INSTRUCTIONS FOR THE TASK
Copy out the lines below word for word, leaving out the picture.

AVAILABLE DATA
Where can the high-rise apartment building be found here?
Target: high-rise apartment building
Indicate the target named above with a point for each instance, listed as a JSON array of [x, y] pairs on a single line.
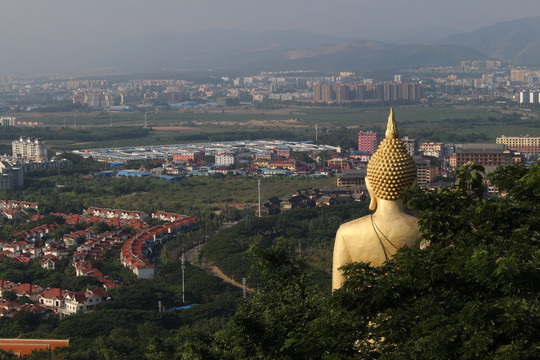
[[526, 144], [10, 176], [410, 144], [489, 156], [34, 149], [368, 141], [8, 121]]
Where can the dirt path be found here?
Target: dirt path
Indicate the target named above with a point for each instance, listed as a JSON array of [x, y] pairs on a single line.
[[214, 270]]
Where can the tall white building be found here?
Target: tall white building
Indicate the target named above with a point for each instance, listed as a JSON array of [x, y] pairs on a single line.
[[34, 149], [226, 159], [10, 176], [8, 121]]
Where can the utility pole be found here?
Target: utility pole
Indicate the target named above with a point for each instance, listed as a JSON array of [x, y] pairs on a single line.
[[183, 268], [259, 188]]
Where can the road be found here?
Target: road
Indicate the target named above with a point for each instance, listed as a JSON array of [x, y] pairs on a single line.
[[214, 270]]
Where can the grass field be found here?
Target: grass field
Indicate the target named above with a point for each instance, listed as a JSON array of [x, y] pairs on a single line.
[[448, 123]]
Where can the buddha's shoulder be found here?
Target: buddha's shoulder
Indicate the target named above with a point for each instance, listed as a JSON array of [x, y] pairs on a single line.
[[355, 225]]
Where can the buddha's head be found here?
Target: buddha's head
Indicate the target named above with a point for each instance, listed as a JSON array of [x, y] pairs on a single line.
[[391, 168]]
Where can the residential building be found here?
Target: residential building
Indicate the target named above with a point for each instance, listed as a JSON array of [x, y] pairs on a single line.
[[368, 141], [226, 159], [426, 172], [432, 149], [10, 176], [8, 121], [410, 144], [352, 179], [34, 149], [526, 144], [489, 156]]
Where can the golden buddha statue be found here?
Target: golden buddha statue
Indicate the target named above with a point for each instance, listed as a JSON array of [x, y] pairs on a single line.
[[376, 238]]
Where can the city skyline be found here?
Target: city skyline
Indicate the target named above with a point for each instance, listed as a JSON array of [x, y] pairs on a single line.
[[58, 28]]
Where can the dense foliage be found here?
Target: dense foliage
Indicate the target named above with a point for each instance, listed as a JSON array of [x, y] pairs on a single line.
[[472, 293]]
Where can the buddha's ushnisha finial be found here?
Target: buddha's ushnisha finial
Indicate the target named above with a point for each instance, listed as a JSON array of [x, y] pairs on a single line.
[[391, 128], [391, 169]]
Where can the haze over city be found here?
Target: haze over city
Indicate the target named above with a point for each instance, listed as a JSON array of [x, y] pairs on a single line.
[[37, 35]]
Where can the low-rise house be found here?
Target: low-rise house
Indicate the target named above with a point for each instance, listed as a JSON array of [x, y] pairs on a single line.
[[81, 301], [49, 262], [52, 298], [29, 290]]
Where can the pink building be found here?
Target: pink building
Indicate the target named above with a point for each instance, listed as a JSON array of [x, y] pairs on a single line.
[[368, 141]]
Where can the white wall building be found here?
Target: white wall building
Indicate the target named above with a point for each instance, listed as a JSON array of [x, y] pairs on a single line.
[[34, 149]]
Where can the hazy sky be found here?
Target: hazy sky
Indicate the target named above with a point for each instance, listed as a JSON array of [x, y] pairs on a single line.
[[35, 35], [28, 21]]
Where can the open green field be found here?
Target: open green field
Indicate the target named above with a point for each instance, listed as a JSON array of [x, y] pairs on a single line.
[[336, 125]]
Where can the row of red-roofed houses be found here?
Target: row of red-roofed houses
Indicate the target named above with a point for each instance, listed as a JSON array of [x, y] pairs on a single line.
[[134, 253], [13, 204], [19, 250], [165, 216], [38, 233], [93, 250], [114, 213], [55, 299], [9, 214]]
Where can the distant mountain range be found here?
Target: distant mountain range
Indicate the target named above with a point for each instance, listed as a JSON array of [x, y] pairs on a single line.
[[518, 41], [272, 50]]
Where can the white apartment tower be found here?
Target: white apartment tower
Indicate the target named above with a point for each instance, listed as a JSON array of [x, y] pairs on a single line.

OUTPUT FOR THIS TASK
Where can the high-rise apartment building be found here?
Target: high-rise apartment building
Indicate the target named above with a point for each instance, listed as a JSON array of [x, y] pairs on a single line.
[[526, 144], [10, 176], [410, 144], [489, 156], [34, 149], [368, 141], [8, 121]]
Where can the dirt path be found here?
Target: dirt path
Indicate the target named above with a point for each instance, listed as a JSON array of [x, y] pairs on a single line.
[[214, 270]]
Where can the tall white building be found here?
Target: tall white building
Indicate the target named above with a point for each instance, listed as a JSON array of [x, y] pairs on a single line.
[[34, 149], [226, 159], [10, 176], [8, 121]]
Where can the utility pole be found here?
Target: utility pole
Indicate the target named above with a point for each instance, listed as a JSON array of [x, y] pairs on a single line.
[[183, 268], [259, 188]]
Where can the road be found here?
Target: road
Indicate the target named above with a point for each instance, listed as a JSON array of [x, y] pairs on a single line.
[[214, 270]]
Where can the grass field be found here?
Target: grass field
Indicate the target named above with a point for each instance, listed as a JSON array of [x, y] pairs on a single line.
[[448, 123]]
Where can the buddha's shoulder be found here?
Target: buddha's shoulder
Indicate the target named above with a point for each instance, listed as a JSON array of [x, y] pairs on a single line.
[[355, 225]]
Where can the buddha's head be found here?
Target: buddha's head
Indicate the target named above with a point for each instance, listed as a JSON array of [x, y] pairs on a single line.
[[391, 168]]
Where can the residential building be found here?
Target: residential building
Indicate the target named above with a point for each instance, listed as a JSON array of [x, y] pairs on a single line.
[[368, 141], [226, 159], [426, 172], [432, 149], [10, 176], [8, 121], [410, 144], [352, 179], [34, 149], [526, 144], [489, 156]]
Where can the golden buddha statue be found here?
Target: golden buddha statue
Indicate the target named above with a point for each instance, listed as a JSON array of [x, y] pairs on a single line.
[[376, 238]]
Where can the city skyline be found here?
Target: city skyline
Indicate the target named above with a point for each instance, listed as a JSON array of [x, y] pairs on a single line.
[[58, 28]]
Where can the dense foliage be found here?
Target: dense foliage
Indicate the target named above with a point for each instance, listed as a JSON array of [x, y] pairs on a single line.
[[472, 293]]
Where can the buddha's ushnisha finial be found here?
Target: buddha's ushnisha finial
Indicate the target named above with a point for each instance, listed as a JSON array of [x, y] pairs on a single line.
[[391, 128], [391, 169]]
Where can the haze over city be found here?
Target: haze over city
Indicate the target named above with a point for each instance, listed as a JSON array of [x, y] pairs on a single line.
[[37, 35]]
Where can the low-rise house be found here?
Target: low-rise house
Indicate the target named above with a point for each instance, listed as a JSON array of [x, y] pairs on a single line.
[[81, 301], [49, 262], [52, 298], [29, 290]]
Where can the pink building be found here?
Target: pink building
Indicate the target named above with a point for each instance, listed as a JSON array of [x, y] pairs on a single line.
[[368, 141]]
Where can the white wall building be found here?
Target: white wall building
Indicate the target named above with a point for each instance, listed as a JSON array of [x, y] pairs on a single line.
[[34, 149]]
Where can the hazy sky be found here?
Target: hazy sky
Indicate the target named above with a point for each instance, listed as a JSON array of [x, y] pairs on a single line.
[[35, 35], [28, 21]]
Where can the open green field be found here?
Target: open green field
Indicate the target named above with a point for each instance, listed as a JSON array of [x, y] pairs on a single line.
[[336, 125]]
Where can the row of red-roofed houses be found here?
Target: row of red-roofed houses
Indicate the target named above with a point for each instance, listed as a JSON array of [x, y] pairs on a single line.
[[134, 253], [13, 204], [19, 250], [165, 216], [38, 233], [93, 250], [114, 213], [55, 299], [9, 214]]
Where can the distant mountain range be found here?
Target: distant mountain range
Indicate the target named above with a point for each instance, listed as a JSON array of [x, y] pairs on a single line.
[[518, 41], [272, 50]]
Where can the white apartment tower be found here?
Target: white apartment tower
Indicate the target named above with a point for each instance, listed as a JSON array of [x, y] pairs on a single line.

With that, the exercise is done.